Begin Entries
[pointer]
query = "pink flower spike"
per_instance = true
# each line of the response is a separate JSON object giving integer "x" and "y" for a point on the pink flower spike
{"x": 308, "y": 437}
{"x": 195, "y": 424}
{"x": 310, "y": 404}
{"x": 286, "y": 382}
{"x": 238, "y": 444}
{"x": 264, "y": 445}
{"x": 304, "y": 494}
End Entries
Exercise requirements
Render the lines above as a numbered list, leaving out any blank lines.

In response
1. [pointer]
2. query = "pink flower spike"
3. per_instance = true
4. # each line of the response is a separate JSON object giving integer "x" and "y" for a point on the pink flower spike
5. {"x": 308, "y": 437}
6. {"x": 195, "y": 424}
7. {"x": 310, "y": 404}
8. {"x": 286, "y": 382}
9. {"x": 238, "y": 444}
10. {"x": 264, "y": 445}
11. {"x": 304, "y": 494}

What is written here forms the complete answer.